#### [Entries from a pointing dataset]
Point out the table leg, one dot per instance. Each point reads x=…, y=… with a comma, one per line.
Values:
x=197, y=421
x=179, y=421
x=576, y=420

#### [Short exercise]
Please offset every coordinate in the answers of the data above by -115, then write out all the data again with the requests unchanged.

#### [Task answer]
Point out the table leg, one dot per instance. Each point reads x=…, y=… with a comma, one per line.
Values:
x=82, y=306
x=64, y=306
x=461, y=305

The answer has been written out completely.